→ WORK REQUIRED: Rewrite the lines from the one containing "Q: Tag each instance of the frog's head" through the end of the source data, both included, as a numbered list, leaving out any blank lines.

(Source data)
□ □ □ □ □

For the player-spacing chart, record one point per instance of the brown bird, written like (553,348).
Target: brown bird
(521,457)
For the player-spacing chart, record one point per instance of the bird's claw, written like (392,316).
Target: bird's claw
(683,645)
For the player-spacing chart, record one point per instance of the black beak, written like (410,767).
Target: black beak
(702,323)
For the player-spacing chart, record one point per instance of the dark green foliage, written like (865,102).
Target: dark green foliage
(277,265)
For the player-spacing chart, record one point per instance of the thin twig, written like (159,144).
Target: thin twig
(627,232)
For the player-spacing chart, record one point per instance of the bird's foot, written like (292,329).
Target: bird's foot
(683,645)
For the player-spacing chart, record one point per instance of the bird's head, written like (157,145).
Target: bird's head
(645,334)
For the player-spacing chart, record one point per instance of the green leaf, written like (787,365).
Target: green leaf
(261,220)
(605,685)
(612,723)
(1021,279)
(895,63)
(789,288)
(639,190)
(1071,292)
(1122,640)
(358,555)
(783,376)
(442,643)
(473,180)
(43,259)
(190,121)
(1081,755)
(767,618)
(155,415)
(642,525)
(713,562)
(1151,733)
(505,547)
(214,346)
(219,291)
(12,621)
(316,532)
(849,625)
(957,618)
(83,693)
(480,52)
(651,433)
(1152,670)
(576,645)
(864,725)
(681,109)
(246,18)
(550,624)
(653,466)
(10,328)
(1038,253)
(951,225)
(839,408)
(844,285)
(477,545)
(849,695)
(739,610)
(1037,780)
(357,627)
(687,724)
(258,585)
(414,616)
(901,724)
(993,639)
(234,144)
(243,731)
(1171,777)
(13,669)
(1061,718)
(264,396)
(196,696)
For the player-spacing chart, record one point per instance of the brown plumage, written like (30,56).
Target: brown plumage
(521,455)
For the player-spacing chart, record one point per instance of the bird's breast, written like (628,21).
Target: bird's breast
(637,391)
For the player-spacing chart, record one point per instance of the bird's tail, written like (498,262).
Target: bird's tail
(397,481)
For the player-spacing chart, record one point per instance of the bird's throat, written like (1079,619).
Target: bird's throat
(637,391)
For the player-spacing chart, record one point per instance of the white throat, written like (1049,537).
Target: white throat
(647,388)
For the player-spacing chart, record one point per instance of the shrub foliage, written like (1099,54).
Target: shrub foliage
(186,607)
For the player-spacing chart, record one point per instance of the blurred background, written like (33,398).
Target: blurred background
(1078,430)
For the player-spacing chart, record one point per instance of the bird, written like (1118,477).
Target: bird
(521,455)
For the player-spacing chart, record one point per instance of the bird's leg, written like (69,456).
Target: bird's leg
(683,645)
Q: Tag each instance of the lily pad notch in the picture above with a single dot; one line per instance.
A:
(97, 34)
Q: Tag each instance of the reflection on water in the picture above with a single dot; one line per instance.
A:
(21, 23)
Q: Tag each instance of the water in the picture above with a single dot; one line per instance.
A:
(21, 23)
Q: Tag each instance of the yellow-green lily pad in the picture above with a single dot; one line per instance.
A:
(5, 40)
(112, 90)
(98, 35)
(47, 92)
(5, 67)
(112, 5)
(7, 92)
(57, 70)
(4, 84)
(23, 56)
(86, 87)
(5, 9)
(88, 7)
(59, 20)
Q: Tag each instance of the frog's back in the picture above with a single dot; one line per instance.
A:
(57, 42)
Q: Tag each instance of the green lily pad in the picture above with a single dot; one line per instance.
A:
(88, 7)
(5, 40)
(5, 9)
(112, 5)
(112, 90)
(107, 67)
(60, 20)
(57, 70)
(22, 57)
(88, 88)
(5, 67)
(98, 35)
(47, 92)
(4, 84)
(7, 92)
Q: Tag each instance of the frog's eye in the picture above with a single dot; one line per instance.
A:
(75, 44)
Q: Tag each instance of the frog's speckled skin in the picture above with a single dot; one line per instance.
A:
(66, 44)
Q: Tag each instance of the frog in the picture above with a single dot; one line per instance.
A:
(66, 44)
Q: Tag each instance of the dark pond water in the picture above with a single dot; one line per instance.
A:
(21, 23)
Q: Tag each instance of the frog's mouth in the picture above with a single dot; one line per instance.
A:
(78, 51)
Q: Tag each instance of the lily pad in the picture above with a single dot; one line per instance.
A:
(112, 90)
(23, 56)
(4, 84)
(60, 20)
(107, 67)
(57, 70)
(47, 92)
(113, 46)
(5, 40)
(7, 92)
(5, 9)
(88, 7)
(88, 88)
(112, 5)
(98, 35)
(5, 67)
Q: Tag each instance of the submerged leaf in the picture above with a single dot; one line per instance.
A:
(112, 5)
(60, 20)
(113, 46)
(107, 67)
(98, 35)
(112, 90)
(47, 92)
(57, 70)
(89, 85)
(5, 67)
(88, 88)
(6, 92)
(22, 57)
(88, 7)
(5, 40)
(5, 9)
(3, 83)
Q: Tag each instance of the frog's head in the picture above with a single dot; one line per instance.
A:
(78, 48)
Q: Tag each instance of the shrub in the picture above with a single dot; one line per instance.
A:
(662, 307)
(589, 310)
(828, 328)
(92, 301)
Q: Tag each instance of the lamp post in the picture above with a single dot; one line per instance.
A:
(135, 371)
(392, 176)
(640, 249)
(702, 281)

□ □ □ □ □

→ TASK SOLUTION:
1. Q: Tag each instance of the frog's head in the picture above with a single dot; one line per instance.
2. A:
3. (78, 48)
4. Q: Tag each instance of the shrub in the picture above with a single dot; one line per instance.
5. A:
6. (662, 307)
7. (589, 310)
8. (828, 328)
9. (92, 301)
10. Q: Tag each instance of the lamp post in the picture above with a single dot; one line per instance.
11. A:
12. (135, 371)
13. (392, 176)
14. (640, 249)
15. (702, 281)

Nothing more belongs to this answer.